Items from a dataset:
"""

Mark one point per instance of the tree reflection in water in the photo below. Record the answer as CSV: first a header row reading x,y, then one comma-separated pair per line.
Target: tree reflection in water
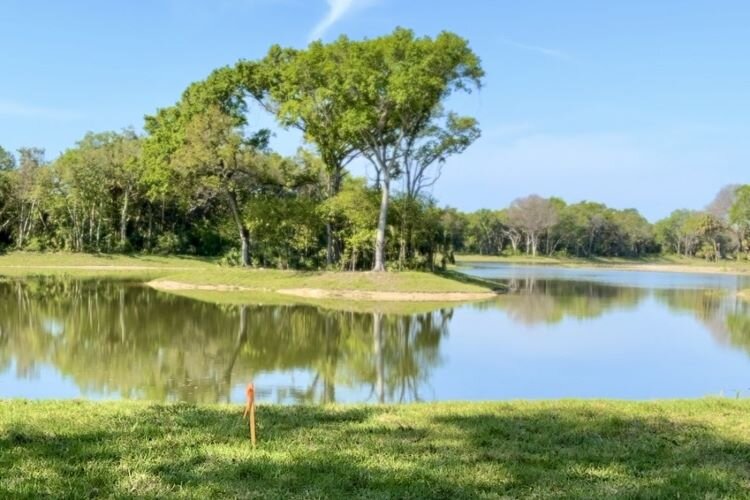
x,y
129,340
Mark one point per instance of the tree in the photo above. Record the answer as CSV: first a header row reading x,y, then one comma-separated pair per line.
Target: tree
x,y
534,215
722,202
7,161
739,215
225,163
201,138
301,88
392,87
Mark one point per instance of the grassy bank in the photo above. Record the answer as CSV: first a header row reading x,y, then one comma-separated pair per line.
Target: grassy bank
x,y
659,263
588,449
205,280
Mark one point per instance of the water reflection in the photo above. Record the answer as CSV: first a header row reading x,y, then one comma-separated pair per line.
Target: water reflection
x,y
131,341
114,339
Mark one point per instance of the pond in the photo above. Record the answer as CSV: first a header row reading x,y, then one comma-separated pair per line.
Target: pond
x,y
558,333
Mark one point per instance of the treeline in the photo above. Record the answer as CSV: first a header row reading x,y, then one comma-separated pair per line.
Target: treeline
x,y
548,226
99,197
201,181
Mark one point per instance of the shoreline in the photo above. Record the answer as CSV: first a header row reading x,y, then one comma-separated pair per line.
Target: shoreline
x,y
319,293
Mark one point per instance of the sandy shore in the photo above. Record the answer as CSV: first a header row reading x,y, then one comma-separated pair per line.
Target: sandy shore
x,y
316,293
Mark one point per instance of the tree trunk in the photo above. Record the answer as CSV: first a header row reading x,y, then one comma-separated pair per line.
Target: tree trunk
x,y
377,331
382,220
124,219
330,259
242,229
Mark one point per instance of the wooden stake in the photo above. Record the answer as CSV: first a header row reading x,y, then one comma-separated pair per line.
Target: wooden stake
x,y
250,410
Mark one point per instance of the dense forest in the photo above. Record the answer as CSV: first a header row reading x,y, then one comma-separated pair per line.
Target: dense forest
x,y
200,181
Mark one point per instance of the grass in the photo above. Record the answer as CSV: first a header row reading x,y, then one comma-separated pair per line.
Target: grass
x,y
592,449
260,284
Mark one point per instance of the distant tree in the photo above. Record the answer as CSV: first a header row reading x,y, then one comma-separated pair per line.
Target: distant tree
x,y
739,216
534,215
722,202
7,160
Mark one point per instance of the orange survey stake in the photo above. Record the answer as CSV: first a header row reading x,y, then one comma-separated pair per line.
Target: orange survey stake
x,y
250,409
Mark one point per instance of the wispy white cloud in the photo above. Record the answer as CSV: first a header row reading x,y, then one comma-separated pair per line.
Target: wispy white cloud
x,y
20,110
545,51
337,9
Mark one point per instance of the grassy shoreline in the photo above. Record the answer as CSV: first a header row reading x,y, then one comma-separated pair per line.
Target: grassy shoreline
x,y
459,450
205,280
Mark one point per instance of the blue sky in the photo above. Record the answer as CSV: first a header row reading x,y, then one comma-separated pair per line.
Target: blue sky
x,y
641,104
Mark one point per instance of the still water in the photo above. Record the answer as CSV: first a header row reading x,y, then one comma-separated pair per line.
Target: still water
x,y
559,333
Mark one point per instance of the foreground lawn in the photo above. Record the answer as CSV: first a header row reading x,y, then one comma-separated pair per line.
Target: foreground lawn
x,y
590,449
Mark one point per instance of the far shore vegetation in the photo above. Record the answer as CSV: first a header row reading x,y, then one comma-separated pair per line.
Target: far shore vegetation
x,y
203,180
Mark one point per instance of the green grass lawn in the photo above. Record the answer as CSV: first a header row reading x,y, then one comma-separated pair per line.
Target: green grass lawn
x,y
592,449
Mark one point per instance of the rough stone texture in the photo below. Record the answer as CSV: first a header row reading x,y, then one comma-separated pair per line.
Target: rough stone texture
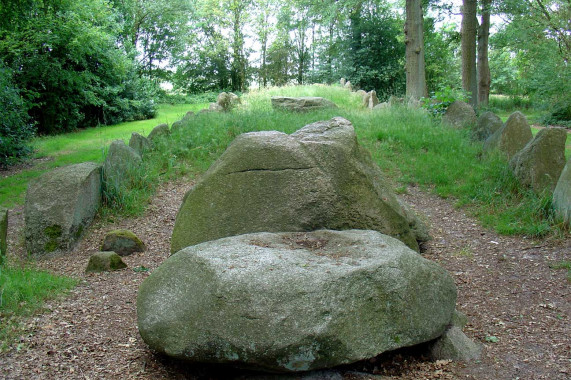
x,y
540,162
160,130
488,124
59,207
294,301
228,101
460,115
122,242
139,143
562,194
302,104
512,137
455,345
120,160
3,234
318,177
105,262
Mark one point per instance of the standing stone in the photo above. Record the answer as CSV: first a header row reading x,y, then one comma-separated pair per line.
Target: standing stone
x,y
120,163
139,143
301,104
460,115
540,162
160,130
3,234
318,177
512,137
292,302
104,262
562,194
122,242
59,207
488,124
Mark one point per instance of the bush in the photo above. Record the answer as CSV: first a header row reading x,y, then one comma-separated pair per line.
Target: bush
x,y
15,126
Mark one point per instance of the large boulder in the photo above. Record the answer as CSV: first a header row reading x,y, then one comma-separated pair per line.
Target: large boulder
x,y
294,301
60,205
540,162
562,194
512,137
121,160
488,124
318,177
301,104
460,115
3,234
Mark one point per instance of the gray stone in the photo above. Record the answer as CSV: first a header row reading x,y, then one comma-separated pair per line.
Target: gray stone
x,y
3,234
120,163
562,194
104,262
512,137
122,242
161,130
540,162
139,143
291,302
318,177
59,207
455,345
488,124
460,115
302,104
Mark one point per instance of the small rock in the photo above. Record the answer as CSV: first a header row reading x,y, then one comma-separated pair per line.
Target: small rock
x,y
105,262
455,345
123,242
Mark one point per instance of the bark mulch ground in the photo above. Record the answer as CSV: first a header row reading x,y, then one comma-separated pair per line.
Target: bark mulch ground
x,y
519,308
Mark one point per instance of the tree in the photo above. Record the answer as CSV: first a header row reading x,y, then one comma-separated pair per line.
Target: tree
x,y
414,42
483,64
469,29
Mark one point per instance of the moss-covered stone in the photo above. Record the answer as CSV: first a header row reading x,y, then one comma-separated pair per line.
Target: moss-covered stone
x,y
3,234
60,205
105,262
123,242
318,177
293,302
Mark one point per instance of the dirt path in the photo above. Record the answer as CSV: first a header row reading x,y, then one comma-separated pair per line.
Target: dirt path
x,y
505,286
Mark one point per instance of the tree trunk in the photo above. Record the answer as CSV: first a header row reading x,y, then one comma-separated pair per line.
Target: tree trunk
x,y
414,41
483,64
468,33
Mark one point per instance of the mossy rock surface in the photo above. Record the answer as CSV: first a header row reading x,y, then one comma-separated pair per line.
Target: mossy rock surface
x,y
290,302
59,207
105,262
318,177
123,242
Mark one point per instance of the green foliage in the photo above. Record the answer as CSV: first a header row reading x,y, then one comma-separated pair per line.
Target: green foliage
x,y
15,125
23,292
440,100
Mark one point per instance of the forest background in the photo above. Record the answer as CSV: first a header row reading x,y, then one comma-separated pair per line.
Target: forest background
x,y
69,64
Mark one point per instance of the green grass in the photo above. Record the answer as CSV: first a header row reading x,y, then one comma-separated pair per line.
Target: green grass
x,y
84,145
23,292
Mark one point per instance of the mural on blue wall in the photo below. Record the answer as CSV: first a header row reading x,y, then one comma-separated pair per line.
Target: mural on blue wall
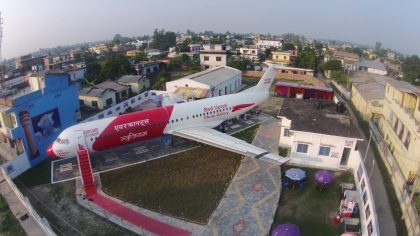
x,y
46,123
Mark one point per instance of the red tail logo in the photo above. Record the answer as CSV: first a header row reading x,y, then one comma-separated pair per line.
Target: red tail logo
x,y
81,147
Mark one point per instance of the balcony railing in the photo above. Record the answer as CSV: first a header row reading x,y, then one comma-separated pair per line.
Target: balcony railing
x,y
398,109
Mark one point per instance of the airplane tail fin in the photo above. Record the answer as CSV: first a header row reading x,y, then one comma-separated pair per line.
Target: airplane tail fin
x,y
266,80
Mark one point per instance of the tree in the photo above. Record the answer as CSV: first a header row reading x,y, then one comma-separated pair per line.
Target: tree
x,y
411,68
306,59
288,46
332,65
339,76
183,47
163,40
378,46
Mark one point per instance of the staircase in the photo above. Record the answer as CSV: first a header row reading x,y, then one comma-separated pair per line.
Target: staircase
x,y
86,172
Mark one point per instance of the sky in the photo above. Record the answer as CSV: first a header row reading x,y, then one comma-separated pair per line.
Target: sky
x,y
29,24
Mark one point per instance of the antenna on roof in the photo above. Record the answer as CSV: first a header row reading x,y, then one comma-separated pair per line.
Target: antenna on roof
x,y
1,36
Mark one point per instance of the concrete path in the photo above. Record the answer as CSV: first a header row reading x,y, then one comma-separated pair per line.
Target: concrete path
x,y
28,223
386,220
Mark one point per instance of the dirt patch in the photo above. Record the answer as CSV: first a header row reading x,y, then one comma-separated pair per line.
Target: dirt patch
x,y
58,204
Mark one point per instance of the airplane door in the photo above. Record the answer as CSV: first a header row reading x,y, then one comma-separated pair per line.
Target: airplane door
x,y
82,140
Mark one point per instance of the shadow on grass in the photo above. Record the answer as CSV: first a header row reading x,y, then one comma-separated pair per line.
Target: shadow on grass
x,y
187,185
309,208
38,175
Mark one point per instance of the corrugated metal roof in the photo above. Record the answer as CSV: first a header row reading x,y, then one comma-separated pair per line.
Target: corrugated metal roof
x,y
405,87
371,91
214,76
130,78
372,64
112,85
93,92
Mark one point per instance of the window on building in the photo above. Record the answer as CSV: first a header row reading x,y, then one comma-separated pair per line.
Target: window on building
x,y
108,102
370,229
400,134
407,139
364,197
324,151
302,148
367,212
395,125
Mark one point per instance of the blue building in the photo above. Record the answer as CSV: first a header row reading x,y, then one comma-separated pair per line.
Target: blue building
x,y
31,117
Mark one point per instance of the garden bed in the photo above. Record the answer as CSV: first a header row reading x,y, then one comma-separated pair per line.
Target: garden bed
x,y
186,185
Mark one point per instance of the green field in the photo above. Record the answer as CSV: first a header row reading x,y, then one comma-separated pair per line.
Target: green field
x,y
310,209
187,185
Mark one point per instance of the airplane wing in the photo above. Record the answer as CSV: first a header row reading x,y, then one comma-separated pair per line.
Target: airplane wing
x,y
218,139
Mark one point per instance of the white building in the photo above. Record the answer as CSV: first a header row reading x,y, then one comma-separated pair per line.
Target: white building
x,y
264,44
213,55
250,53
317,137
209,83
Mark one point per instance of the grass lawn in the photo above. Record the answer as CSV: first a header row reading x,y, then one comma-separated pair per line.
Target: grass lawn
x,y
41,174
248,134
186,185
310,209
9,225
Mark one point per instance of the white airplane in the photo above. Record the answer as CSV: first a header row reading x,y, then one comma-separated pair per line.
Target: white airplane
x,y
192,120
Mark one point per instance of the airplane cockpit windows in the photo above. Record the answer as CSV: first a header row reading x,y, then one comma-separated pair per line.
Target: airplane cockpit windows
x,y
63,141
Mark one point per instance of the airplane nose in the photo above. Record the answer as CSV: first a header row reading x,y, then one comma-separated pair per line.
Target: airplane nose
x,y
50,152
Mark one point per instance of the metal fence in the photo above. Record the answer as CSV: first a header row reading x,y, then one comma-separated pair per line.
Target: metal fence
x,y
410,214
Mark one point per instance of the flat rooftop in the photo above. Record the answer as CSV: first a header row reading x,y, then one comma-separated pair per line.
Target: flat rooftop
x,y
307,117
371,90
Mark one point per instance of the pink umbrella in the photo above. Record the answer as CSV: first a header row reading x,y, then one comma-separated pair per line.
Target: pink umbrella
x,y
286,230
324,177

"""

**Exercise goal:** Lines containing the word "below": copy every one of them from the records above.

**Result of this exercise:**
Mark one point per instance of the tree reflection in water in the photo below. Record the answer as CSV: first a header row reading x,y, then one comma-separated pair per line.
Mark one point per instance of the rough stone texture in the photo below. Record the answer as CSV: first a header row reading x,y, then one comma-separated pair per line.
Mark one point per instance of the mural on blue wall in the photo below. Record the answer as CSV: first a header row reading x,y, then one comma-separated pair per line.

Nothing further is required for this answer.